> [Text block]:

Your average Wall Street executive is a sort of super-optimized human locust, getting fat by destroying real value. Private Equity as a whole is so clearly massively negative sum that if you try to deny it you live so far in a fantasy world there’s no point in talking. The entire neoliberal movement, with its poster-child policy of austerity was and is about damaging the real economy to make a small number of people richer.

A lot like those war profiteers we discussed earlier: they cause widespread misery, illness and death but they get very rich doing so.

(The military industrial complex is obviously negative sum, which, again, doesn’t mean it doesn’t benefit some people.)

The job of governments is to create positive sum games and to stop negative sum games. In some ways that’s almost their only legitimate function. (Any crime system with high recidivism, or large numbers incarcerated is negative sum, by the way, but boy, a lot of people get rich locking other people up.)

A society with a lot of negative sum games running can be compared to an animal with a lot of ticks attached, a tapeworm, and some nasty diseases. It’s supporting a lot of parasites, but one day it falls over dead after a great deal of suffering, and then the parasite have to try to find a new host. If they can’t, because they’ve infected the entire herd (or destroyed the grazing land), well, then they too die.

Welcome to the fin de siecle of capitalist society.

> [Given data]:
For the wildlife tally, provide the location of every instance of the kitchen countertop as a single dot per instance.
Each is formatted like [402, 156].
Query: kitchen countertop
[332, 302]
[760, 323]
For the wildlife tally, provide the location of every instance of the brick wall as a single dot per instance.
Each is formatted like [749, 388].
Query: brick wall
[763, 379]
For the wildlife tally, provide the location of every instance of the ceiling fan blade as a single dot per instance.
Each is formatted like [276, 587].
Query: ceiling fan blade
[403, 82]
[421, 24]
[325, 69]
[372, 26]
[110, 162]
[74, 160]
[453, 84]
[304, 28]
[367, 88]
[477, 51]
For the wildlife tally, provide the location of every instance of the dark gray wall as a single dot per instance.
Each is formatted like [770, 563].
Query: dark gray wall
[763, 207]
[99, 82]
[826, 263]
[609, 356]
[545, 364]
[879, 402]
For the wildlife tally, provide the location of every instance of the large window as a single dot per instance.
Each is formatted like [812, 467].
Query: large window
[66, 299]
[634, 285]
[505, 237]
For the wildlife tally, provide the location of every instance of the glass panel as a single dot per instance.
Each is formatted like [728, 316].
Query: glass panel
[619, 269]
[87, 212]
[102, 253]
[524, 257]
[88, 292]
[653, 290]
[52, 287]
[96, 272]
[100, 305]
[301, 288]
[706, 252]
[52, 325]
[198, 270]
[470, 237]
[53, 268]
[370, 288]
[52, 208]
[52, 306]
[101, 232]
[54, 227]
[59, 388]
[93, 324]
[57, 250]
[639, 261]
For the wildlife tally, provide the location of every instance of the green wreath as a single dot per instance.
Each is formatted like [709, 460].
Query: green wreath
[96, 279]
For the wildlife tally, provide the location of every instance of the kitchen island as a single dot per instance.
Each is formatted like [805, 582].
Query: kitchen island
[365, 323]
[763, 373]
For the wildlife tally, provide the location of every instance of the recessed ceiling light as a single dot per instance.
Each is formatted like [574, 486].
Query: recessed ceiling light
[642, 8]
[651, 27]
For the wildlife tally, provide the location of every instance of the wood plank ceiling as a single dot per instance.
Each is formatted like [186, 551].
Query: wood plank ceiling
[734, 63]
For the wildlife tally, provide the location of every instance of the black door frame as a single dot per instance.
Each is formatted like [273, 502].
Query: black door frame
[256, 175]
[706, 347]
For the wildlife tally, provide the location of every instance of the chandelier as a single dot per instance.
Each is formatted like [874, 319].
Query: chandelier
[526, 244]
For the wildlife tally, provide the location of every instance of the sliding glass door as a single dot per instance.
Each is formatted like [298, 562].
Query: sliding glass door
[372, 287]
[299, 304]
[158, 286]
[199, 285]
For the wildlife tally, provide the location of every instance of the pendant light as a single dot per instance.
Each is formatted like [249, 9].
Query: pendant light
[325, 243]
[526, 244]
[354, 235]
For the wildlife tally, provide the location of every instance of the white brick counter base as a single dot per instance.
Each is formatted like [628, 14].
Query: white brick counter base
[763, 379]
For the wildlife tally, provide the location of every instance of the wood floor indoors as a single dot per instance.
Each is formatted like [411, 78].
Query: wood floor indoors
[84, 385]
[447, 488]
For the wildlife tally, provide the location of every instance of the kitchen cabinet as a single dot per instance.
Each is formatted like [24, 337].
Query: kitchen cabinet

> [Exercise objective]:
Retype the passage on negative-sum games word for word, everything from "The job of governments" down to "of capitalist society.".

> [Solved problem]:
The job of governments is to create positive sum games and to stop negative sum games. In some ways that’s almost their only legitimate function. (Any crime system with high recidivism, or large numbers incarcerated is negative sum, by the way, but boy, a lot of people get rich locking other people up.)

A society with a lot of negative sum games running can be compared to an animal with a lot of ticks attached, a tapeworm, and some nasty diseases. It’s supporting a lot of parasites, but one day it falls over dead after a great deal of suffering, and then the parasite have to try to find a new host. If they can’t, because they’ve infected the entire herd (or destroyed the grazing land), well, then they too die.

Welcome to the fin de siecle of capitalist society.